-- BEGIN Text excerpt --

How can you test which opening book is better?

Archive of the old Parsimony forum. Some messages couldn't be restored. Limitations: Search for authors does not work, Parsimony specific formats do not work, threaded view does not work properly. Posting is disabled.

How can you test which opening book is better?

Postby Norm Pollock » 03 Mar 2004, 23:35

Geschrieben von: / Posted by: Norm Pollock at 03 March 2004 23:35:18:

Suppose you have two opening books, X and Y, for your core engine E. How can you determine which is a better book for E?
Here is my test. The first part is to play 200 short blitz games between E/X and E/Y, at 1 minute + 1 second (so there are no "wins on time"). My feeling is that short blitz games depend a larger amount on the opening book than longer games.
Then as the second part of the test, with the same type of blitz game, play E/X and E/Y 100 games each against the same 2 comparable engines.
After these 600 games, a reasonable decision can be made as to which is the better book.
Any better tests?
Norm Pollock
 

Re: How can you test which opening book is better?

-- END Text excerpt --
-- BEGIN Extracted information --

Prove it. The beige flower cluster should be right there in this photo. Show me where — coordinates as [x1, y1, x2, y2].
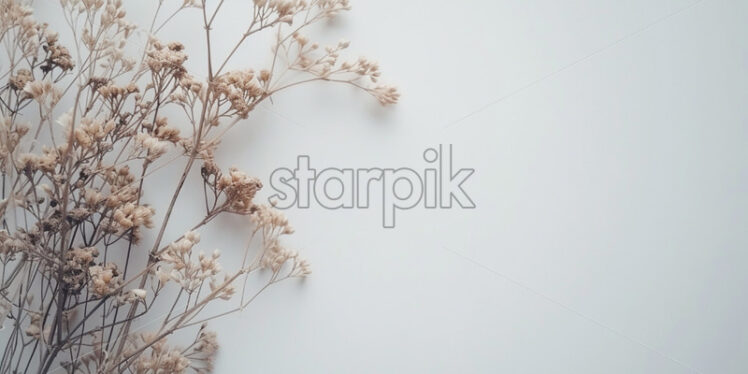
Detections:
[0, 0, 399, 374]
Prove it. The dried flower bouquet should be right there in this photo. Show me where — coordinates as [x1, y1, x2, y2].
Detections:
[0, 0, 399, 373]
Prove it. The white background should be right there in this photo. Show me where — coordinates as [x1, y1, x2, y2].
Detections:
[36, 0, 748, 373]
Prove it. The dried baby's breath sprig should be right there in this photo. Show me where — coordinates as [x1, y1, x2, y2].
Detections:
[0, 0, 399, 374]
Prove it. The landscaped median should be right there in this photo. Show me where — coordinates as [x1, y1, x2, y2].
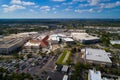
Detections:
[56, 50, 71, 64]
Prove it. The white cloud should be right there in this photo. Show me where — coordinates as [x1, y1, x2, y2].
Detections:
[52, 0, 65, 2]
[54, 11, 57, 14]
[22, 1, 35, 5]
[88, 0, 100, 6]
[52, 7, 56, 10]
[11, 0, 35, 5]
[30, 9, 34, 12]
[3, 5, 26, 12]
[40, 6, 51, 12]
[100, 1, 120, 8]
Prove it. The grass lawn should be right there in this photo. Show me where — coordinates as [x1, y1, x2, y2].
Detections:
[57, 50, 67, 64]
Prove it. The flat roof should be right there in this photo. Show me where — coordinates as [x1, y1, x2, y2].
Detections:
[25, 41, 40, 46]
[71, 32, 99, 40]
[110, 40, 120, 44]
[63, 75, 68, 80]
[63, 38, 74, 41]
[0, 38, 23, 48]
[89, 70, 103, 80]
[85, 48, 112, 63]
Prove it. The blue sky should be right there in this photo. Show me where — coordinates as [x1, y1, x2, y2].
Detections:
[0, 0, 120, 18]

-- END Extracted information --
-- BEGIN Extracted information --

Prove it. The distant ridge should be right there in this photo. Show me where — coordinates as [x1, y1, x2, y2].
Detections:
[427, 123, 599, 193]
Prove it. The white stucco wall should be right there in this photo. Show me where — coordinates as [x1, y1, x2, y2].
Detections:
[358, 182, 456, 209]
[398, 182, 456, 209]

-- END Extracted information --
-- BEGIN Extracted information --

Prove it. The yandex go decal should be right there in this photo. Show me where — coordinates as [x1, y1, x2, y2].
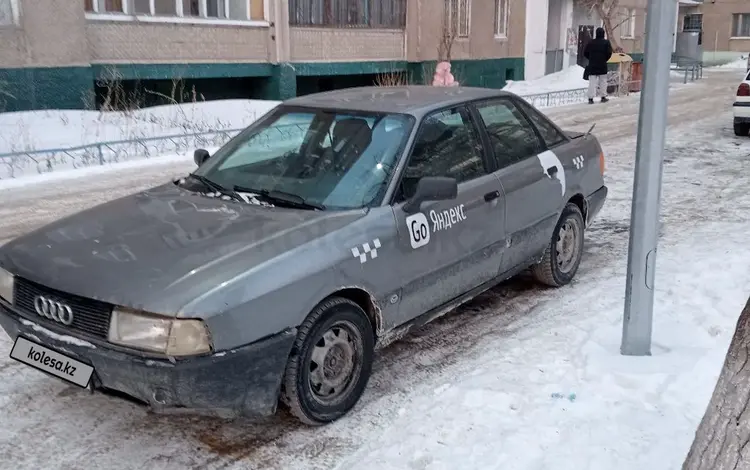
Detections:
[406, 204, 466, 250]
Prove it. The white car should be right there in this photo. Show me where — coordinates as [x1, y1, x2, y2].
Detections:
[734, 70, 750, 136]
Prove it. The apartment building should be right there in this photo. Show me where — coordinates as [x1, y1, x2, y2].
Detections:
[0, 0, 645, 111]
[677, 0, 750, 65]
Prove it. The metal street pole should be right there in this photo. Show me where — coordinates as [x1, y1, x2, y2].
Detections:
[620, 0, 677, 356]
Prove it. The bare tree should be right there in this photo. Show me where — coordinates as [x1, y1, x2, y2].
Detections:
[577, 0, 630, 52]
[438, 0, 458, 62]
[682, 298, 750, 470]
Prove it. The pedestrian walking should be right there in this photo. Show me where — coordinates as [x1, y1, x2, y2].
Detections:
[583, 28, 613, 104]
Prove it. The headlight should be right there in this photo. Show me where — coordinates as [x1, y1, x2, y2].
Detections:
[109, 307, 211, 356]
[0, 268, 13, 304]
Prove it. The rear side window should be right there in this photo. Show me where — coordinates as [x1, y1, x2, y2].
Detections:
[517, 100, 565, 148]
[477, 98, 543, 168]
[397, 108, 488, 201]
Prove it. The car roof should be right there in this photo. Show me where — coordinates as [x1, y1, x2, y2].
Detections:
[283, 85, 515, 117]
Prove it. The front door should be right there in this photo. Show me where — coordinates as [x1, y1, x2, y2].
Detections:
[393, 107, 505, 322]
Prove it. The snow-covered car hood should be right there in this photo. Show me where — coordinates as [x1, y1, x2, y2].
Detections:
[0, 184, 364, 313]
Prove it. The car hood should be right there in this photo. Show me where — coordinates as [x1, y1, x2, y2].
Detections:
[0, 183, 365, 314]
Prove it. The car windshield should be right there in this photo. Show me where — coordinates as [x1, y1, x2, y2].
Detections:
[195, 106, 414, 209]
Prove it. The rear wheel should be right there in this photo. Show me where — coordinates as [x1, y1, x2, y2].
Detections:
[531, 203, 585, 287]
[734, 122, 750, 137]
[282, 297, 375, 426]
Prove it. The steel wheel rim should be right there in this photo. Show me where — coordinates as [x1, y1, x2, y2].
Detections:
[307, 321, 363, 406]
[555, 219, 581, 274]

-- END Extracted information --

Reproduce the forum post on testing opening books word for word, starting at "Geschrieben von: /" and ending after "Any better tests?". The data has no connection to the text.

**Written answer:**
Geschrieben von: / Posted by: Norm Pollock at 03 March 2004 23:35:18:

Suppose you have two opening books, X and Y, for your core engine E. How can you determine which is a better book for E?
Here is my test. The first part is to play 200 short blitz games between E/X and E/Y, at 1 minute + 1 second (so there are no "wins on time"). My feeling is that short blitz games depend a larger amount on the opening book than longer games.
Then as the second part of the test, with the same type of blitz game, play E/X and E/Y 100 games each against the same 2 comparable engines.
After these 600 games, a reasonable decision can be made as to which is the better book.
Any better tests?